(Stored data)
• • • • • • •

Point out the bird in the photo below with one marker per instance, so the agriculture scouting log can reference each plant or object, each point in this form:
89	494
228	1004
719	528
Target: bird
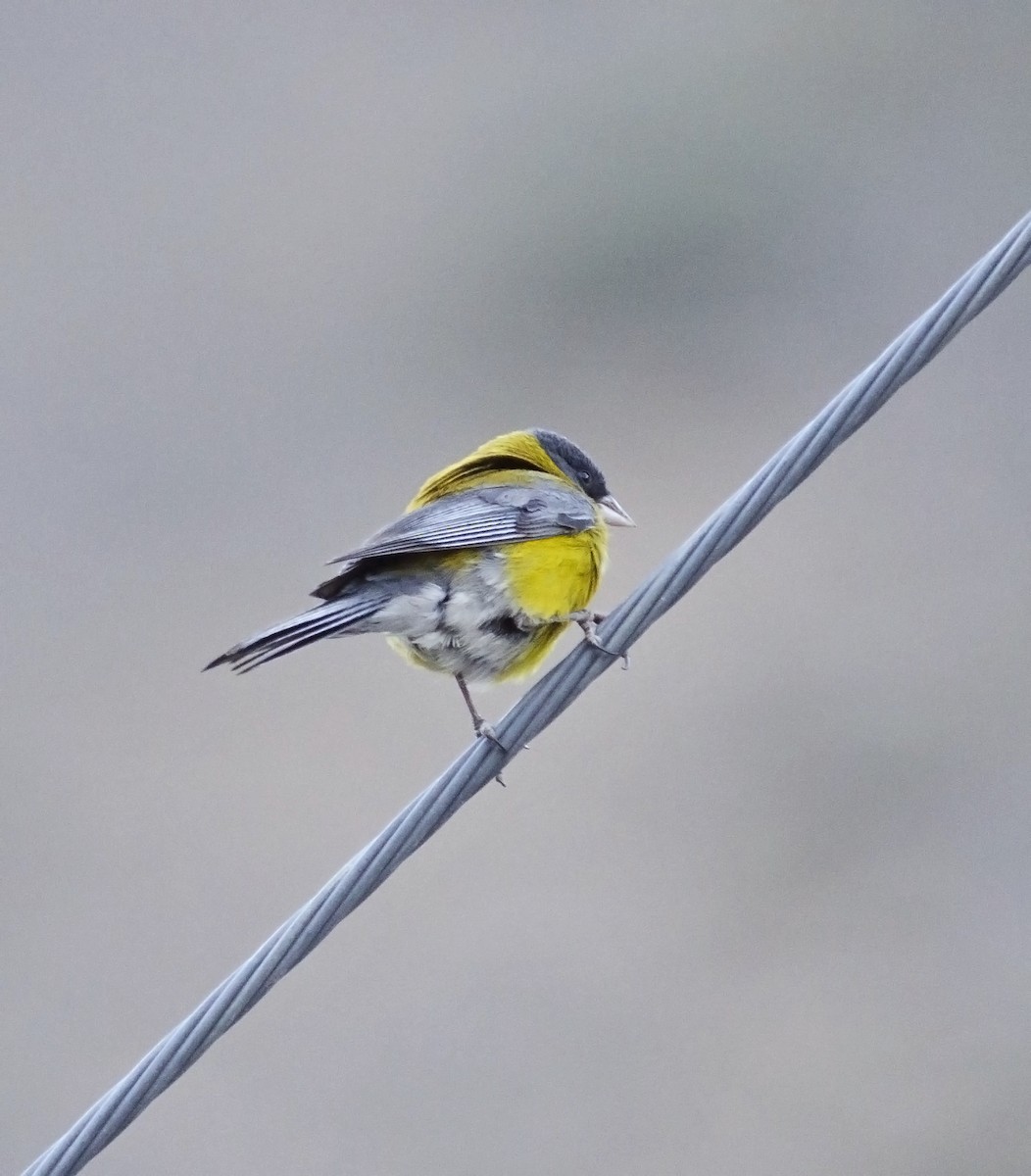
490	562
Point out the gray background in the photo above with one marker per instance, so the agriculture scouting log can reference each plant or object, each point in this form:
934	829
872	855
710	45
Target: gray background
760	905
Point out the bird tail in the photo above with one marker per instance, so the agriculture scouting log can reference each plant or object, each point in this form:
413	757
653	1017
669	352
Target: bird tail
329	620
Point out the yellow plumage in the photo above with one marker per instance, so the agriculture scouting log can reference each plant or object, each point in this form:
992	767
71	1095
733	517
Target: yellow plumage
492	560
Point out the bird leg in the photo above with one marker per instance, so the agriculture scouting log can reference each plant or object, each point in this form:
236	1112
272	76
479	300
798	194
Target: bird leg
589	622
480	723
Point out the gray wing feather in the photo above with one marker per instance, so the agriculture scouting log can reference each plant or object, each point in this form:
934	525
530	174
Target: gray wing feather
480	517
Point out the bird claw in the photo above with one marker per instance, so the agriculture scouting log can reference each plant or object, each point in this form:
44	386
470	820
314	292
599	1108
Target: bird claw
589	623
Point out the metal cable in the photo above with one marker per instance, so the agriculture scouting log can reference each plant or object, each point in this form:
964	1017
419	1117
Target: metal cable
368	869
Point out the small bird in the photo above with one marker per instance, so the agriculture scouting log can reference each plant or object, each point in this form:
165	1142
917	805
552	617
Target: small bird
492	560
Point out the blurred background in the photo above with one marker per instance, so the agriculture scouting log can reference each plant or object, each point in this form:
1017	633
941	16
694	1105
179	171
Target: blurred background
760	905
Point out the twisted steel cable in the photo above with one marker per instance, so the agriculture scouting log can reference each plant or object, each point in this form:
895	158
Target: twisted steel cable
368	869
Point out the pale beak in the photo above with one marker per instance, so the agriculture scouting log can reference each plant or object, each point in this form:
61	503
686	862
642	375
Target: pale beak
614	514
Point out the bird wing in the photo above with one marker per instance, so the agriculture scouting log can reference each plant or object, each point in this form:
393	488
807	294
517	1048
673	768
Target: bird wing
478	517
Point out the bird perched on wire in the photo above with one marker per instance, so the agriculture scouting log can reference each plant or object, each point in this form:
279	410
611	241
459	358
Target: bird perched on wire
490	562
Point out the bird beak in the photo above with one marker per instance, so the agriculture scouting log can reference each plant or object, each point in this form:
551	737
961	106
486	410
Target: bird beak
614	514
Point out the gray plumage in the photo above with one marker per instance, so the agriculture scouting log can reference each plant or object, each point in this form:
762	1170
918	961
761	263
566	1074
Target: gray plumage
461	621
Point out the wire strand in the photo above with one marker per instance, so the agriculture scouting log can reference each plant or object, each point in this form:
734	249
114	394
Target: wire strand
542	704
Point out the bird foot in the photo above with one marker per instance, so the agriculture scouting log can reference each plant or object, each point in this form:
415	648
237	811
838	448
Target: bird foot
589	622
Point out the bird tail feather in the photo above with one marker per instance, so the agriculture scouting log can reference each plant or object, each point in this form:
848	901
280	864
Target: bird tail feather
333	618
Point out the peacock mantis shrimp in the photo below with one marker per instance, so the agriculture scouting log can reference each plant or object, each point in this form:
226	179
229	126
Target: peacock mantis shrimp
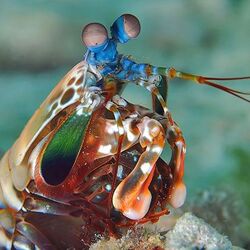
88	161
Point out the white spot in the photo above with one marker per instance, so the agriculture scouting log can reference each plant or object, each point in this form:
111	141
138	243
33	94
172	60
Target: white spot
119	171
108	187
121	130
157	150
111	129
79	112
146	168
105	149
131	137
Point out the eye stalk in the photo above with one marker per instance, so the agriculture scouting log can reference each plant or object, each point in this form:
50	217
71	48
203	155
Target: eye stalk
95	37
125	27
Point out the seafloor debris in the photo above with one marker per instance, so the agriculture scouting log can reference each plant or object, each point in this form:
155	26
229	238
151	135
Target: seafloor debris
190	232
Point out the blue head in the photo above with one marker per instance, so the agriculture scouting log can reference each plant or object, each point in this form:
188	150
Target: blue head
125	27
95	37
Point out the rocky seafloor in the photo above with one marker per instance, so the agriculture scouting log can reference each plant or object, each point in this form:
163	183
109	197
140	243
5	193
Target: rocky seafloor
189	232
216	222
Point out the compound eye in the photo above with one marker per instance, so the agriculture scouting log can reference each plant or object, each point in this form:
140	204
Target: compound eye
94	34
131	25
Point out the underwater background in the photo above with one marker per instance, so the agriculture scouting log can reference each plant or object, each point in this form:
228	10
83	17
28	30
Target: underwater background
40	42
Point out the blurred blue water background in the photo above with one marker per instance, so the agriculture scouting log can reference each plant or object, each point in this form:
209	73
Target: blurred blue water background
40	42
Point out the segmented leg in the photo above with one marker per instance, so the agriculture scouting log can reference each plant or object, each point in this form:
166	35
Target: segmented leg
132	196
178	146
152	88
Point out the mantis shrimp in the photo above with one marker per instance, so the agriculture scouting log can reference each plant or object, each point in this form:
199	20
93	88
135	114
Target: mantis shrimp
88	161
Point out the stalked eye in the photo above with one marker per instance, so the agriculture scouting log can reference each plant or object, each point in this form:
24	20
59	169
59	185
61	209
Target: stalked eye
125	28
131	25
94	35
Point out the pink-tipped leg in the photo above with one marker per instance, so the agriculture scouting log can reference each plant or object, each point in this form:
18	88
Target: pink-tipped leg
177	143
132	196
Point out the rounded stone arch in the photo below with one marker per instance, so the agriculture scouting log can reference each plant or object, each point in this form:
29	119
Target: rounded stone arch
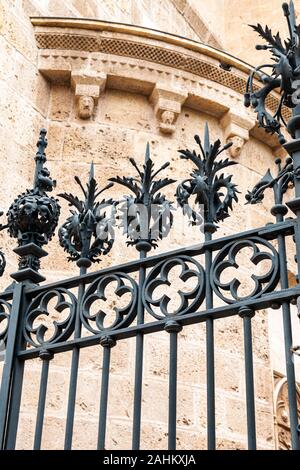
92	55
281	412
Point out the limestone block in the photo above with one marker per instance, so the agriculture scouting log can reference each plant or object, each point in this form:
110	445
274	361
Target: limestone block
119	434
236	125
167	103
88	388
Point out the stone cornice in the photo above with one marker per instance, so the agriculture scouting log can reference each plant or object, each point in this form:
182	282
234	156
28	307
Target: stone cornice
137	59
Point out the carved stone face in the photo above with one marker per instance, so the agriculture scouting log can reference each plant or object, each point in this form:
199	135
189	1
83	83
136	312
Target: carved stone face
167	117
237	144
85	107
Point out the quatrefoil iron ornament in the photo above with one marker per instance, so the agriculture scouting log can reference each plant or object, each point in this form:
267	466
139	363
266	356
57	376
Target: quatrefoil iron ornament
159	276
226	258
124	315
36	334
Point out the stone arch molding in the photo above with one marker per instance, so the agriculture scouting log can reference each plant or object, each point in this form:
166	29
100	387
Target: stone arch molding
92	55
281	411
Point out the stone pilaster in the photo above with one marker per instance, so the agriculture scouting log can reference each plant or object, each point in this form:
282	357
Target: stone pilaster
87	88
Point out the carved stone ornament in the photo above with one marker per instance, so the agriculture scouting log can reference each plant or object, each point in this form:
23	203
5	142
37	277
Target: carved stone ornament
33	217
237	145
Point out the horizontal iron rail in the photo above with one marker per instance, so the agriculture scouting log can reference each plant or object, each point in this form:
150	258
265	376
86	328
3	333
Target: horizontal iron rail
269	232
274	298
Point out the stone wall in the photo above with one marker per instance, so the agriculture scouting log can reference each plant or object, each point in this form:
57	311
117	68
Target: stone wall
122	122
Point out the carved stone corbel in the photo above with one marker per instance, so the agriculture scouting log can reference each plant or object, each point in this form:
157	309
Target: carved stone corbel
87	88
236	130
167	104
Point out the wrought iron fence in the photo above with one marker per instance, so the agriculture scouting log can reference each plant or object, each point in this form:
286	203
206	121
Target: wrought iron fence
143	299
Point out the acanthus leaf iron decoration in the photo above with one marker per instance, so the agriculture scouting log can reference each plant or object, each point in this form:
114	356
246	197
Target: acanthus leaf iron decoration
285	74
36	328
88	232
5	310
146	215
2	256
206	185
279	184
33	216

• • • • • • •

= WHAT THIS TASK INVOLVES =
All of the lines above should be retyped precisely, apart from the pictures.

= TASK SOLUTION =
Point out the bird in the photo below with one marker per instance, so the agriculture scouting log can reference each plant or object, each point in this form:
89	494
228	1004
719	528
Target: bird
490	562
Point out the gray background in the photo above with one marker per instance, so the agriculture scouting log can reference each plant or object, each point in this form:
934	829
872	855
710	45
Target: gray background
760	905
Point out the bird tail in the photo above with one marker per instance, so the agriculture scouting log can reference each plant or object, each point in this form:
413	757
653	1017
669	352
Target: bird tail
329	620
Point out the yellow plumage in the photo above with one marker per instance, so the agriculture scouting log can reference each plant or object, each point in this form:
992	767
71	1095
733	517
Target: yellow plumage
492	560
Point out the bird leg in the photo above with one marker per instance, so the agriculture scouting log can reference each plant or object, each point in this form:
236	1112
272	76
479	300
798	194
Target: bird leg
589	622
480	723
Point out the gray wing feather in the photo above with one marker per instance, so the agriculture scouting log can reference each plant or object, each point in this form:
934	525
530	174
Target: gray wing feather
480	517
Point out the bird claw in the photo above with one marker per instance, so the agriculture scouting log can reference each plant or object, each point in this form:
44	386
470	820
314	292
599	1108
Target: bird claw
589	623
Point out the metal cable in the photo above with one marker per instance, so the agriculture scouting log can reference each plant or object, each point in this form:
964	1017
419	1117
Target: metal cable
368	869
Point out the small bird in the photo above with one marker per instance, so the agriculture scouting log can reference each plant or object, each point in this form:
165	1142
917	805
552	617
Target: small bird
492	560
Point out the blurred background in the photo above with one marker per instance, so the agriculture scouting log can reference each plant or object, each point in this form:
1017	633
941	16
694	1105
179	171
Target: blurred background
760	905
Point out the twisted steel cable in the photo above with one marker per instance, so the agriculture scouting log can reference each plant or object, each point in this form:
895	158
Target: twisted steel cable
368	869
Point out the pale beak in the photo above with one marker per instance, so the agriculture scouting log can reference each plant or object, each point in this form:
61	503
686	862
642	375
Target: pale beak
614	514
Point out the bird wing in the photo above with one marker per instance, so the agriculture scouting log can reference each plant or object, each point in this form:
393	488
807	294
517	1048
673	768
Target: bird wing
478	517
Point out the bird perched on wire in the photo above with one marker per instance, so the agriculture scouting log can reference each plant or object, each point in this form:
279	410
611	241
459	358
Target: bird perched on wire
490	562
Point out the bird beak in the photo above with one marker per instance, so the agriculture scouting log can reference each plant or object, each point in this form:
551	737
961	106
486	410
Target: bird beak
614	514
Point out the gray plumage in the photo above with one marker per instance, so the agriculture scouting log can reference each plant or object, each point in this form:
762	1170
918	961
761	263
566	1074
Target: gray plumage
461	621
Point out the wire strand in the photo above with one marker per instance, so the agriculture scouting log can reference each plant or object, each point in this form:
734	249
114	394
Target: wire strand
542	704
Point out the bird foot in the photo above with one marker per instance, so the agriculture scouting log can reference each plant or object, each point in this form:
415	648
237	811
838	448
Target: bird foot
589	622
Point out the bird tail feather in the photo above with one marker per instance, so the agriculture scouting log can reference each plant or object, each point in this form:
848	901
280	864
Target: bird tail feather
333	618
Point out the peacock mantis shrimp in the photo below with one marker per instance, so the agriculture scouting log can reference each plant or object, each point in this form:
226	179
229	126
Target: peacock mantis shrimp
88	161
Point out the white spot in the photo above with one marker per instance, so the agriculture scouting log can reference each plant or object, each point in this form:
111	141
138	243
33	94
172	60
Target: white spot
119	171
108	187
121	130
157	150
111	129
79	112
146	168
105	149
131	137
Point out the eye stalk in the photo above with one marker per instance, so the agriculture scouting log can reference each plant or object, each point in this form:
50	217
71	48
203	155
Target: eye stalk
95	37
125	27
Point out the seafloor debris in the photo above with one marker per instance, so the agriculture scouting log can reference each plant or object, each point in this form:
155	26
229	238
151	135
Target: seafloor debris
190	232
Point out the blue head in the photo above with one marker per instance, so the agriculture scouting log can reference each plant or object, each point in this form:
188	150
Target: blue head
125	27
95	37
Point out the rocky seafloor in the photo above with one marker per instance, so the agriculture scouting log can reference each plant or object, each point in this form:
163	183
109	197
140	243
5	193
Target: rocky seafloor
189	232
216	222
Point out the compound eye in the photo above with one marker per instance, so the agriculture scouting log can reference each plant or object, each point in this form:
140	204
Target: compound eye
94	34
131	25
Point out the underwater background in the photo above with one marker per instance, so the agriculture scouting log can reference each plant or object, each point in this form:
228	10
83	17
28	30
Target: underwater background
40	42
Point out the blurred blue water background in the photo above with one marker per instance, so the agriculture scouting log can reference each plant or object, each point in this form:
209	73
Target: blurred blue water background
40	42
Point out the segmented leg in the photo above with one marker per instance, so the agriculture scouting log can reference each plant or object, each point in this form:
166	35
Target: segmented leg
132	196
178	146
152	88
Point out the mantis shrimp in the photo above with one marker per instance, so the agriculture scouting log can reference each plant or object, each point in this form:
199	20
93	88
135	114
Target: mantis shrimp
88	161
Point out the stalked eye in the photo above with one marker per instance, so the agriculture scouting log can reference each plant or object, each point in this form:
24	20
59	169
59	185
61	209
Target: stalked eye
125	28
131	25
94	35
Point out the pink-tipped leg in the photo above with one marker per instance, so the agriculture scouting log can reference each plant or object, each point in this form:
18	88
Target: pink-tipped leg
177	143
132	196
Point out the rounded stone arch in the photo below with one marker per instance, so the agriculture scouting log can reference each plant or object, each point in this form:
29	119
Target: rounded stone arch
92	55
281	412
Point out the limestone block in the photo above with one marker per instance, so the agriculture scouting log can reference each plant or object, each point in this form:
110	445
274	361
Target: limestone block
119	434
236	125
167	103
88	388
Point out the stone cornice in the photo above with one marker per instance, so the agriculture scouting log can reference each plant or object, each point in this form:
182	282
234	156
28	307
Target: stone cornice
137	59
Point out the carved stone face in the photo above with one marker per instance, so the agriculture scouting log can reference each plant or object, each point in this form:
199	135
189	1
83	83
136	312
Target: carved stone face
167	117
237	144
85	107
Point out the quatrefoil iron ornament in the photo above with one marker per instance, so the agriculture scouting log can reference each plant or object, each point in this form:
267	466
139	363
266	356
57	376
Target: quatrefoil iron ornament
159	276
226	258
124	315
36	334
Point out the stone arch molding in the photo above with one marker per instance, so the agriculture scouting log can reference each plant or object, each point in this form:
166	29
100	387
Target: stone arch molding
92	55
281	411
Point out the stone pilaster in the photo above with one marker per instance, so the agriculture scouting log can reference each plant or object, each point in this form:
282	357
Target: stone pilaster
87	88
Point out the carved stone ornament in the photo above with one marker per instance, so the agriculture scouting log can reference each plant or object, each point in this form:
23	203
5	142
37	277
Target: carved stone ornament
33	217
237	145
Point out the horizontal iron rail in the photo above with one marker per instance, so the agriculture scouting log can reference each plant or object, each point in this form:
150	258
265	376
86	328
3	333
Target: horizontal iron rail
269	232
274	298
Point out the stone wall in the photo above with one marker per instance, so the agriculture scouting log can reference each plant or object, each point in this form:
57	311
117	68
Target: stone wall
122	122
Point out the carved stone corbel in the photo above with one marker per instance, so the agriculture scouting log can reference each plant or object, each point in this form:
157	309
Target: carved stone corbel
87	88
236	130
167	104
Point out the wrought iron fence in the photo above with one marker per instance, so the agriculture scouting log can reference each plant or object, each point in this form:
286	203
206	121
Target: wrought iron fence
143	299
Point out the acanthus leaf iron decoration in the photo above with one marker per instance, so the agriculture scouting log can reference each plant or object, each point in this form:
114	356
246	197
Target: acanthus leaf iron decoration
285	74
36	328
88	232
5	310
146	215
2	256
206	185
279	184
33	216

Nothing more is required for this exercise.